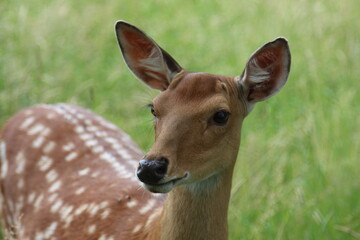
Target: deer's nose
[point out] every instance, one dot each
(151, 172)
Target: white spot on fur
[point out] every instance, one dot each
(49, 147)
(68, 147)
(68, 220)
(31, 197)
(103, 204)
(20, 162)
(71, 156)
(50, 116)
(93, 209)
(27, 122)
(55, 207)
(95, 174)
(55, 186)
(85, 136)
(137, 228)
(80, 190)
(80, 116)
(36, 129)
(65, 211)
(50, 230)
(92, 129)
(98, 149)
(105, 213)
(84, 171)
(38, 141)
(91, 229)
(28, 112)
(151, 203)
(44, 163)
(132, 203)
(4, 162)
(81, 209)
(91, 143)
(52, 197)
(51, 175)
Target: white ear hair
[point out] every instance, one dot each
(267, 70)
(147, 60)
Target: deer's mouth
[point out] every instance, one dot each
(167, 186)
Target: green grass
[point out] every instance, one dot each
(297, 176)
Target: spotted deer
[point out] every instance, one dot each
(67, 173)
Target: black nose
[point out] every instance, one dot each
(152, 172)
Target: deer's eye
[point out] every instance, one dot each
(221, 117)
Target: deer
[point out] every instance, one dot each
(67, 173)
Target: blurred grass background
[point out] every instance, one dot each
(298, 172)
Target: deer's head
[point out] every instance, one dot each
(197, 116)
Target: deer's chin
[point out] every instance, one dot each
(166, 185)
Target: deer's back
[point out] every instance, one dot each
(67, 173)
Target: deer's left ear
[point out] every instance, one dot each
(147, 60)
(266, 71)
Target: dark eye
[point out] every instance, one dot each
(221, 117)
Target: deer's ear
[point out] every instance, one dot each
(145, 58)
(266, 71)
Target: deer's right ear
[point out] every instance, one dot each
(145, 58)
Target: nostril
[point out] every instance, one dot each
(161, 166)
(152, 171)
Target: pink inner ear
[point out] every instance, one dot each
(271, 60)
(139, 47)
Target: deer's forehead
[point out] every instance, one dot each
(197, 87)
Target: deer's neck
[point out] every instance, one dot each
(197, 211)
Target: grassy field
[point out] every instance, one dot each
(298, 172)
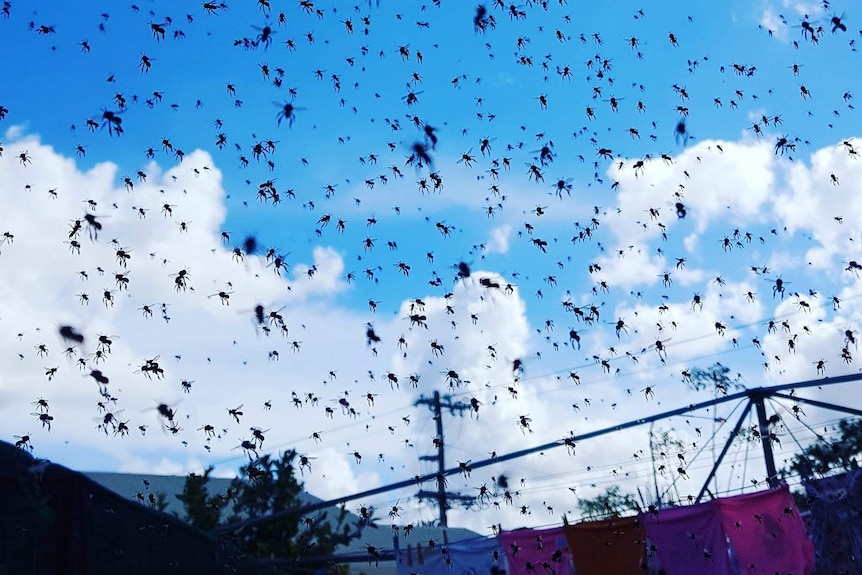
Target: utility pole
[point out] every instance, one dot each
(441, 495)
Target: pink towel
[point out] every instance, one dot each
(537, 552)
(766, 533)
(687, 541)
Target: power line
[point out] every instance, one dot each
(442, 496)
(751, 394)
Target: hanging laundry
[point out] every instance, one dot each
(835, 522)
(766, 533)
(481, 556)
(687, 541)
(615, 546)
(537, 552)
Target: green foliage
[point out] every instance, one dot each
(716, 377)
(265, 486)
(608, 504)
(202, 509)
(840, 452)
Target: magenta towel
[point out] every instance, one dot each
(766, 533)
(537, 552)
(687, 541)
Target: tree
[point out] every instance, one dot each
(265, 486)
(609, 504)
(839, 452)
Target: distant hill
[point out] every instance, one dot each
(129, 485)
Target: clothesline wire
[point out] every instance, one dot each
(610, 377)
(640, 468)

__THE REQUEST__
Your copy should repeat each entry above exactly but contain no pictures.

__OUTPUT OF THE TASK__
Target: deer's nose
[point out] every instance, one dot each
(151, 172)
Target: white spot on fur
[point out] every instance, one dot each
(49, 147)
(68, 147)
(68, 220)
(31, 197)
(103, 204)
(20, 162)
(71, 156)
(50, 116)
(93, 209)
(27, 122)
(55, 207)
(95, 174)
(55, 186)
(85, 136)
(137, 228)
(80, 190)
(80, 116)
(36, 129)
(65, 211)
(50, 230)
(92, 129)
(98, 149)
(105, 213)
(84, 171)
(38, 141)
(91, 229)
(28, 112)
(151, 203)
(44, 163)
(132, 203)
(4, 162)
(81, 209)
(91, 143)
(52, 197)
(51, 175)
Target: white ear hair
[point out] every instance, one dot each
(267, 70)
(147, 60)
Target: deer's mouth
[point out] every instance, one dot each
(167, 186)
Target: green grass
[point out] every instance, one dot each
(297, 176)
Target: spotted deer
[point out] every instance, one dot each
(67, 173)
Target: black nose
[point out] every instance, one dot each
(152, 172)
Target: deer's eye
[point out] every instance, one dot each
(221, 117)
Target: deer
[point out] every instance, one dot each
(67, 173)
Target: blurred grass background
[point out] every instance, one dot each
(298, 172)
Target: deer's head
[point out] every instance, one dot each
(197, 116)
Target: deer's chin
[point out] every instance, one dot each
(166, 185)
Target: deer's back
[point out] every instance, one dot each
(67, 173)
Target: deer's left ear
[point out] every instance, one dot each
(147, 60)
(266, 71)
Target: dark eye
[point out] every instance, one dot each
(221, 117)
Target: deer's ear
[point out] every instance, one dot each
(145, 58)
(266, 71)
Target: deer's right ear
[point out] every instance, one dot each
(145, 58)
Target: nostril
[point out] every instance, one dot each
(161, 166)
(152, 171)
Target: pink inner ear
[point out] every instance, one dot each
(271, 60)
(139, 47)
Target: deer's forehead
[point out] every instance, one dot each
(197, 87)
Target: deer's neck
[point out] every instance, one dot each
(197, 211)
Target: grassy field
[point out] every instance, one dot each
(298, 172)
Target: utility pole
[point out] every instance, one dot each
(441, 495)
Target: pink towel
[point out] every instance, one dot each
(537, 552)
(766, 533)
(687, 541)
Target: power line
[point out] every instance, one dot each
(442, 496)
(751, 394)
Target: hanging laundry
[point out] every instance, one dot each
(835, 522)
(766, 533)
(481, 556)
(687, 541)
(615, 546)
(537, 552)
Target: green foliage
[point out] every instance, one dot each
(716, 377)
(265, 486)
(608, 504)
(202, 509)
(840, 452)
Target: magenta towel
[point out] every instance, one dot each
(766, 533)
(537, 552)
(687, 541)
Target: tree
[point out] every instance, one dot each
(265, 486)
(609, 504)
(839, 452)
Target: distant hill
[point out] every instance, one dot each
(129, 485)
Target: clothesline wire
[point out] every instance, one dot each
(610, 377)
(640, 468)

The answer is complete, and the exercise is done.